* SOURCE TEXT:
........

DiceTV: Surviving Dog-Eat-Dog Competition

How to survive today’s competitive work environment.

By Leslie Stevens-Huffman


It’s not your imagination: Today’s work environment is dog-eat-dog. While some IT professionals thrive under highly competitive conditions, it makes others dog tired.

Global competition, downsizing and the constant need to acquire new technical knowledge all contribute to the frenetic pace and competitive nature of the modern tech workplace. In some cases, competition among employees is actually fostered by a company’s reward system. For IT professionals who aren’t invigorated by competitive conditions, the solution is to change themselves or their surroundings.

“Whether or not someone can thrive in a competitive work environment is really determined by a person’s genes,” observes Ron Paxton, president of ExecsCoach, an executive coaching firm based in Oakland, N.J. “IT professionals tend to be a bit more introverted, so they don’t often thrive in a competitive environment. Instead, they find it draining.”

To keep the dogs from nipping at your heels, determine your tolerance for competition  and heed these suggestions.

Know Yourself

“During the dot-com era, guys would come to me who were overweight and stressed out,” says Maynard Brusman, a career psychologist, executive coach and president of Working Resources, based in San Francisco, Calif. “But, they were totally focused on the stock options and they just didn’t want to give those up, even though they were becoming candidates for heart attacks.”

While assessments can scientifically determine your ideal working conditions and your financial motivation, Brusman says IT professionals can gauge their own competitive tolerance by logging daily events and the emotions evoked by each situation. If your diary frequently lists emotions like frustration, anger or depression, you’ll burn out unless you develop coping skills or change your work environment.

........

* RECORDS:
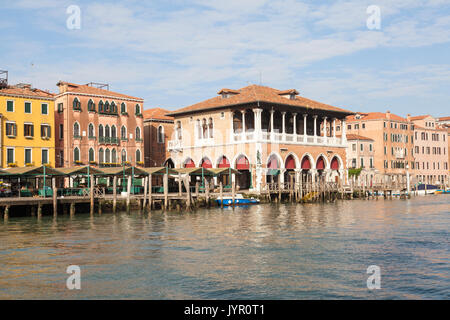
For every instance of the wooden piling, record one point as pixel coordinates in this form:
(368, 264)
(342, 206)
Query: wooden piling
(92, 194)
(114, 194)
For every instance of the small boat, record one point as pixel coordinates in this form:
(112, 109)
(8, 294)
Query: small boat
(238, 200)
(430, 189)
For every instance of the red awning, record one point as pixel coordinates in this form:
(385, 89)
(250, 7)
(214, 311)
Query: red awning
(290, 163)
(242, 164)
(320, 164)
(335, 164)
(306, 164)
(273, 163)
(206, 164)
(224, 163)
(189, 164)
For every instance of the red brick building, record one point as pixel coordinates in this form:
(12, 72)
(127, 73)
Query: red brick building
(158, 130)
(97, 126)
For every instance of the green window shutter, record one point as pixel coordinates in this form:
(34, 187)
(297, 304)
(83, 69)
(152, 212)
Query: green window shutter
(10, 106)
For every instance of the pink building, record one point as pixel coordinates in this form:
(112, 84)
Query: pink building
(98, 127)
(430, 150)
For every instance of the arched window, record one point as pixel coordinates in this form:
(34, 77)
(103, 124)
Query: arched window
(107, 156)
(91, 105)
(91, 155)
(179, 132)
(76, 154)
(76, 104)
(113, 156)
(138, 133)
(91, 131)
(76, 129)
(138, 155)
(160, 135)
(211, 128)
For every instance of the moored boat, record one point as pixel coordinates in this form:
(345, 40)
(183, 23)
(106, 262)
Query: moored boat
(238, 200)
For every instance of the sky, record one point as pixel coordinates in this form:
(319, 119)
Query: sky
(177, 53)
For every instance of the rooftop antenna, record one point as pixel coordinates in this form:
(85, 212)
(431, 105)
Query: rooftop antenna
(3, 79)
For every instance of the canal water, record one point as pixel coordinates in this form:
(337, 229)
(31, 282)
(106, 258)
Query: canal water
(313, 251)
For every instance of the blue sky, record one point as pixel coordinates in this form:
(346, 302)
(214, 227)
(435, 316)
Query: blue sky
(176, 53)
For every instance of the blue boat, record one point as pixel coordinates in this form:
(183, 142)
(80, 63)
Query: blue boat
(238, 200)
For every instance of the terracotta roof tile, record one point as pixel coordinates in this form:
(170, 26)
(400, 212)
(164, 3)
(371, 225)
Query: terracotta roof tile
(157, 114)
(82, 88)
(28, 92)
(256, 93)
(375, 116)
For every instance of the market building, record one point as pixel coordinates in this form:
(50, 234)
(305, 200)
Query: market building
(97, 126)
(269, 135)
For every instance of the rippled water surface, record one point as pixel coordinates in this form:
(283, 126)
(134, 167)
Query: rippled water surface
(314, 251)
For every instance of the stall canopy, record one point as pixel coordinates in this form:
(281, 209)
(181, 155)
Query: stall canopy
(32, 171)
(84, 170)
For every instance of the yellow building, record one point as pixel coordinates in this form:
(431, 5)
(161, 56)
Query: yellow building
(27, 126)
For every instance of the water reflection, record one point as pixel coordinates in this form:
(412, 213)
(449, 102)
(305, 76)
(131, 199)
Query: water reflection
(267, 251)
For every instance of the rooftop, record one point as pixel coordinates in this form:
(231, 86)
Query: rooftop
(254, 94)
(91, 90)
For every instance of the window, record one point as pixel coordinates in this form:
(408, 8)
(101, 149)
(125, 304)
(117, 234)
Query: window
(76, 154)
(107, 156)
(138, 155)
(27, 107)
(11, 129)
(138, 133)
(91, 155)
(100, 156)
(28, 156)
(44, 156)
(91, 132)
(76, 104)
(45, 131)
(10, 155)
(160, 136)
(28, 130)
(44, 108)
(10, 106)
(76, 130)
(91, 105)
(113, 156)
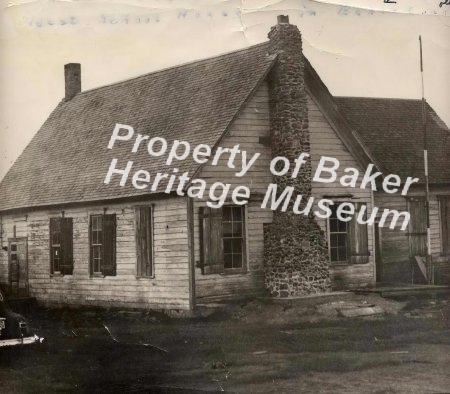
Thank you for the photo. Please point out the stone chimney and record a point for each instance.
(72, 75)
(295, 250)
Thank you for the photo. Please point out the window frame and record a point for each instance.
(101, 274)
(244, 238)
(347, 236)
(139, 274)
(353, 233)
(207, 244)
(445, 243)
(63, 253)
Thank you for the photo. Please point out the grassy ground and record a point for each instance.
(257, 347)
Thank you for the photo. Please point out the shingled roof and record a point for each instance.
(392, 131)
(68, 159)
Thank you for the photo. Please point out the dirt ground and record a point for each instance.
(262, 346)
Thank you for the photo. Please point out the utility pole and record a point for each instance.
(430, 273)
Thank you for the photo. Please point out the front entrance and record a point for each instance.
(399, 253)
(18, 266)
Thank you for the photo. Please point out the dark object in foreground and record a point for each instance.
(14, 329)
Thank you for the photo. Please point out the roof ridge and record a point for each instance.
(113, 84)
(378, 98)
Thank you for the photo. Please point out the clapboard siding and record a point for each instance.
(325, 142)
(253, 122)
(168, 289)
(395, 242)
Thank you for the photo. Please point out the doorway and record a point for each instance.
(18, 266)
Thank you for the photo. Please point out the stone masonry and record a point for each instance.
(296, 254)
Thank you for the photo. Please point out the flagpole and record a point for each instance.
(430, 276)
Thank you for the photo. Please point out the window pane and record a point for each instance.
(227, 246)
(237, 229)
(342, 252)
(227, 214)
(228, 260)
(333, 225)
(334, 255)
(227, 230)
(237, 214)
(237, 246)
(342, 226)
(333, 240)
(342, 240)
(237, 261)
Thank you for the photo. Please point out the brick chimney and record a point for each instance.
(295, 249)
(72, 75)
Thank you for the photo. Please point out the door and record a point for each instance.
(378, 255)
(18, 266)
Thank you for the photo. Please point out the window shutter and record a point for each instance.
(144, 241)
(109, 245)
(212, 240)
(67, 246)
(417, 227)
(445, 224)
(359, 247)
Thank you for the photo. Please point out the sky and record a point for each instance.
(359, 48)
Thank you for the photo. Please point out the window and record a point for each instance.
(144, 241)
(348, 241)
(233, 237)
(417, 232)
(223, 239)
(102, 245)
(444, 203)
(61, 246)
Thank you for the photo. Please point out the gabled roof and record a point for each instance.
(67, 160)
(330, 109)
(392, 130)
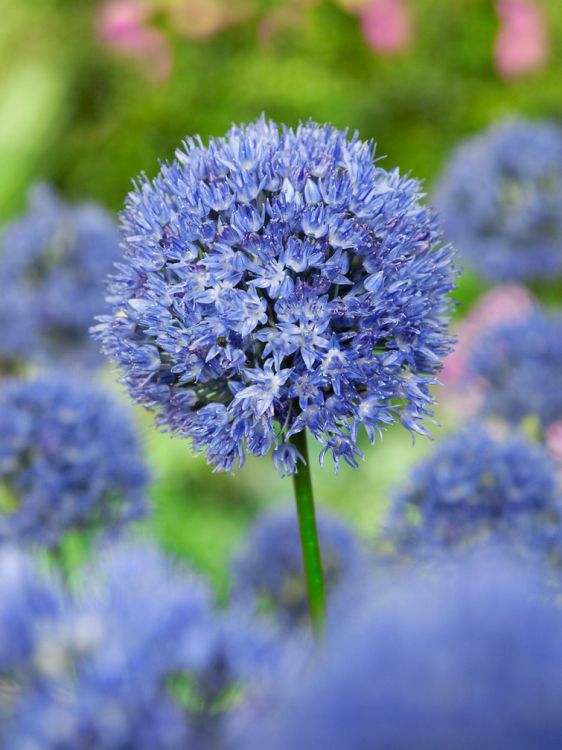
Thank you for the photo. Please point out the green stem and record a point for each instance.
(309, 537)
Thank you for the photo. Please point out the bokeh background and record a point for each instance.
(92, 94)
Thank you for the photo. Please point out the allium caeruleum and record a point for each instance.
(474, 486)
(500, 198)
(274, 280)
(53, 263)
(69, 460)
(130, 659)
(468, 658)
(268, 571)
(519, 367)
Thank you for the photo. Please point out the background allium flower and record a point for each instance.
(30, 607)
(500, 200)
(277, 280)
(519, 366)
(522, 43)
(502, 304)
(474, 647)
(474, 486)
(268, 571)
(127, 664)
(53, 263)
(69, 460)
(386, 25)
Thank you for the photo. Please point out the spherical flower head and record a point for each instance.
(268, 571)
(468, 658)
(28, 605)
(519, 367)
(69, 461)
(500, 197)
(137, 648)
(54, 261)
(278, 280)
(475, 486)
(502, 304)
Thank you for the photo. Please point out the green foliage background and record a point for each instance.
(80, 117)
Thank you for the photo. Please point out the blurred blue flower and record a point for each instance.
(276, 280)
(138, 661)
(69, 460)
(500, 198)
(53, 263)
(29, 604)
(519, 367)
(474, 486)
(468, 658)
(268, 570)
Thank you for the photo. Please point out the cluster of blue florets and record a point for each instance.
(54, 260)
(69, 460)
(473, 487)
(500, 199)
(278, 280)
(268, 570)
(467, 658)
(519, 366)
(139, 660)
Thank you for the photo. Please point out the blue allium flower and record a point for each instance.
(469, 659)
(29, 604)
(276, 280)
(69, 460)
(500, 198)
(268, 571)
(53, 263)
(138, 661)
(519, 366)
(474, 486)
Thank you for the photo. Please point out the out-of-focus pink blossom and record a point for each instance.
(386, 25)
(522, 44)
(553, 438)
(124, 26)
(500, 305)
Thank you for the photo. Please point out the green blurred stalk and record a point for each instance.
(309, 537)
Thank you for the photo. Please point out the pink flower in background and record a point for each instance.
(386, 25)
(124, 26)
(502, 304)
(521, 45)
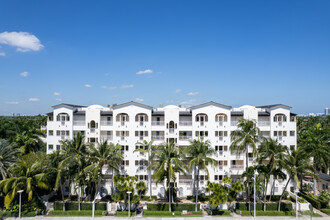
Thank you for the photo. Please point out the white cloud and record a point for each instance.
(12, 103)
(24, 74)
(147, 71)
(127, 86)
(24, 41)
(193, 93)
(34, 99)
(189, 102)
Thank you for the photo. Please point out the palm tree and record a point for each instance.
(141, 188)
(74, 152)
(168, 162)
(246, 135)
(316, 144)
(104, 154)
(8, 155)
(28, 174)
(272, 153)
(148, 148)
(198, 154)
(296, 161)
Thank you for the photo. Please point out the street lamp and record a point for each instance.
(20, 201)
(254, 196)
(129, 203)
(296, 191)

........

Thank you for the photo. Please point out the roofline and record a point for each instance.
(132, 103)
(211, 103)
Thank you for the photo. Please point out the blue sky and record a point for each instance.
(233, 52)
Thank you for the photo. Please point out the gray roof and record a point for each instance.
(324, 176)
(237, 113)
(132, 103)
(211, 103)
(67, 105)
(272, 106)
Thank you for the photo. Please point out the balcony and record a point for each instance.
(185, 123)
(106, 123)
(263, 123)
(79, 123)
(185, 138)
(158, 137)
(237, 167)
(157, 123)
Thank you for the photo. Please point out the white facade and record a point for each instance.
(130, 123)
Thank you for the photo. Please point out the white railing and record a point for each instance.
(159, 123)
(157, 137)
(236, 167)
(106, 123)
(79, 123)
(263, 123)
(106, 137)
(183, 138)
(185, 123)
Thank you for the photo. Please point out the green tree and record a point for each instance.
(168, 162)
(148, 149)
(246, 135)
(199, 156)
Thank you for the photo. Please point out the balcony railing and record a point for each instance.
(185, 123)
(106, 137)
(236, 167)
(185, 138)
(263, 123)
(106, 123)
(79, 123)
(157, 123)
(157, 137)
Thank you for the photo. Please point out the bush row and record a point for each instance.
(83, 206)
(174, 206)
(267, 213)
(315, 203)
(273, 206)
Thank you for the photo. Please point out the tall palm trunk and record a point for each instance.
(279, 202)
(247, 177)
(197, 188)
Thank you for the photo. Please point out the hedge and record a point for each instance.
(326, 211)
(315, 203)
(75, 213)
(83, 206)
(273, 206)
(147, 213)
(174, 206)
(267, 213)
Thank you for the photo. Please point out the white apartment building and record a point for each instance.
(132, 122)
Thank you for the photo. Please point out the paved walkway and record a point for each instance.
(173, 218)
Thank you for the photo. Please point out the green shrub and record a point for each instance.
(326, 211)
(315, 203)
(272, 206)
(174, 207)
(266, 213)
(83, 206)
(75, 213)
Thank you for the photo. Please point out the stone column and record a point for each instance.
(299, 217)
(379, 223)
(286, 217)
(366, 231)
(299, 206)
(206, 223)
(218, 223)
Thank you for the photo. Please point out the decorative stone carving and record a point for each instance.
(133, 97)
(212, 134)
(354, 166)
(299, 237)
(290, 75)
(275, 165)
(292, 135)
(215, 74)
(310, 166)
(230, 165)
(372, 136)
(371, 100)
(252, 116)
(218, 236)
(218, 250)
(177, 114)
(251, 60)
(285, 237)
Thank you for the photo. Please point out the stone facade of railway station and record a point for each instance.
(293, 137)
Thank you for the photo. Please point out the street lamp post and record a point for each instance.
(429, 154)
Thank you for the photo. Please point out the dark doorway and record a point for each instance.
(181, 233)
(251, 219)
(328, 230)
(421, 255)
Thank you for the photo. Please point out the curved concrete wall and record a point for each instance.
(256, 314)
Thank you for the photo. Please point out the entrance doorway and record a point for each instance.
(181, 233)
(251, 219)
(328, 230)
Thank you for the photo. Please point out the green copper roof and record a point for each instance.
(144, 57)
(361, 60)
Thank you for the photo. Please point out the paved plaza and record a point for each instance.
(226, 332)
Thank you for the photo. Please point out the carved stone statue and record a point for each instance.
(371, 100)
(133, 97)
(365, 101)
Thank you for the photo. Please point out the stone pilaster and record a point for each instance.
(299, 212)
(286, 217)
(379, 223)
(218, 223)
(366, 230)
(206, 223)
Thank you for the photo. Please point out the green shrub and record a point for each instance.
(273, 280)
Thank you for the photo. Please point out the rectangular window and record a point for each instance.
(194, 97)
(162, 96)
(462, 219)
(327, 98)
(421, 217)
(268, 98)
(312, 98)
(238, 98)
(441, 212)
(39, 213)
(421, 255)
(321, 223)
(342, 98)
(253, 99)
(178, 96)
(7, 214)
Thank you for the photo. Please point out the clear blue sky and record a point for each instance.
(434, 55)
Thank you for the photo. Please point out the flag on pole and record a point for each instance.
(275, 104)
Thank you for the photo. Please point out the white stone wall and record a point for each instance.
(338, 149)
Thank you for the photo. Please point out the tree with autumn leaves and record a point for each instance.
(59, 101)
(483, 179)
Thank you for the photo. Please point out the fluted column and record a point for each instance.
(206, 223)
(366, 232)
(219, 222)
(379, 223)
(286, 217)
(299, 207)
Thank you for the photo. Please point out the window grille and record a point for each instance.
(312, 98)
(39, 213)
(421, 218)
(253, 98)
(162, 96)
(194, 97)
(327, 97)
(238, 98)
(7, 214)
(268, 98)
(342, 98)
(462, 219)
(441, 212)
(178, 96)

........

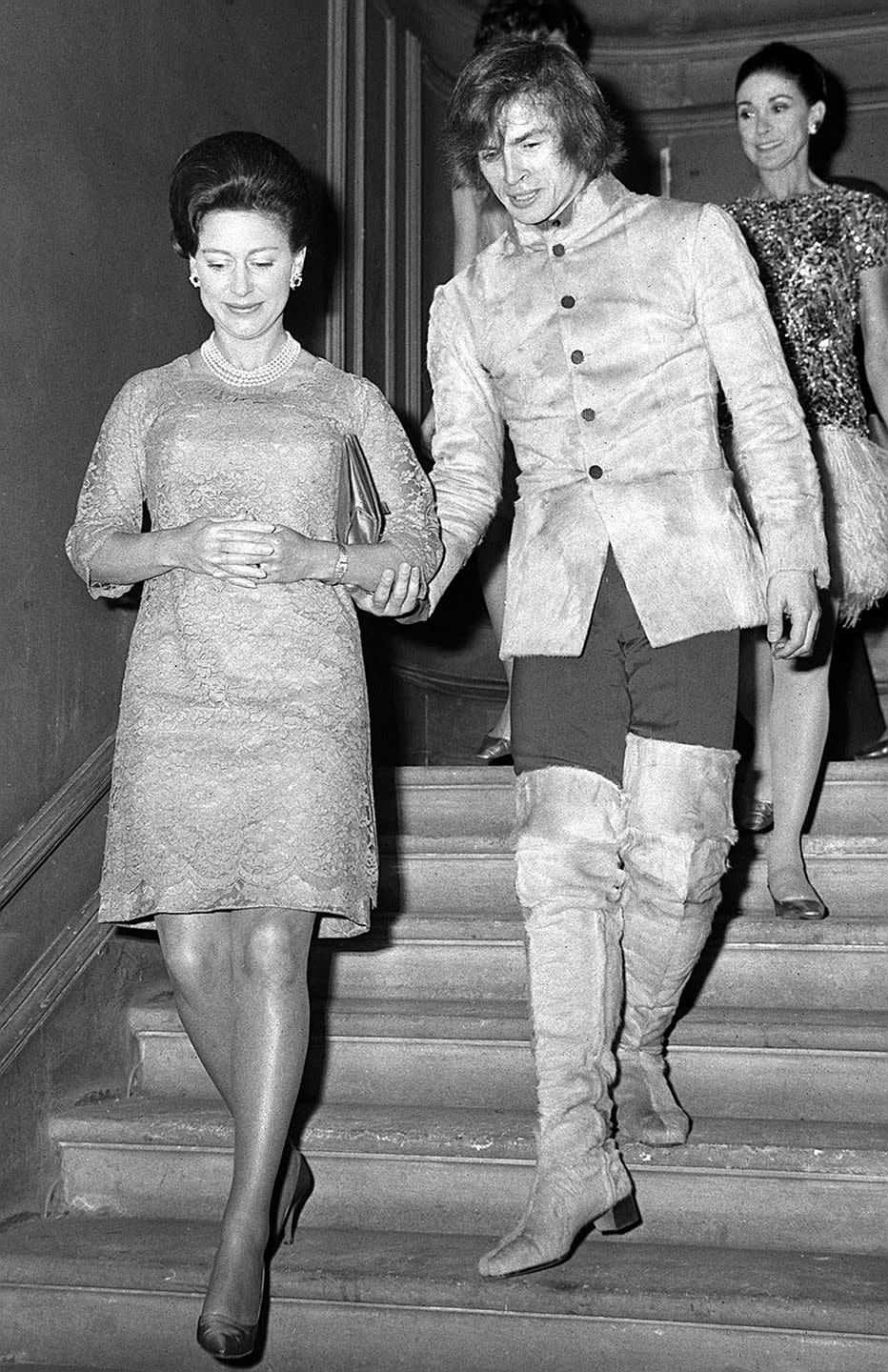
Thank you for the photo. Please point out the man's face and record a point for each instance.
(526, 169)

........

* INSTRUCTIONS TO FOLLOW:
List the things the article on workplace competition names as adding to the fast pace and competitive nature of the modern tech workplace. The rows are separate material and have nothing to do with the article on workplace competition.

* ANSWER BELOW:
- Global competition
- Downsizing
- The constant need to acquire new technical knowledge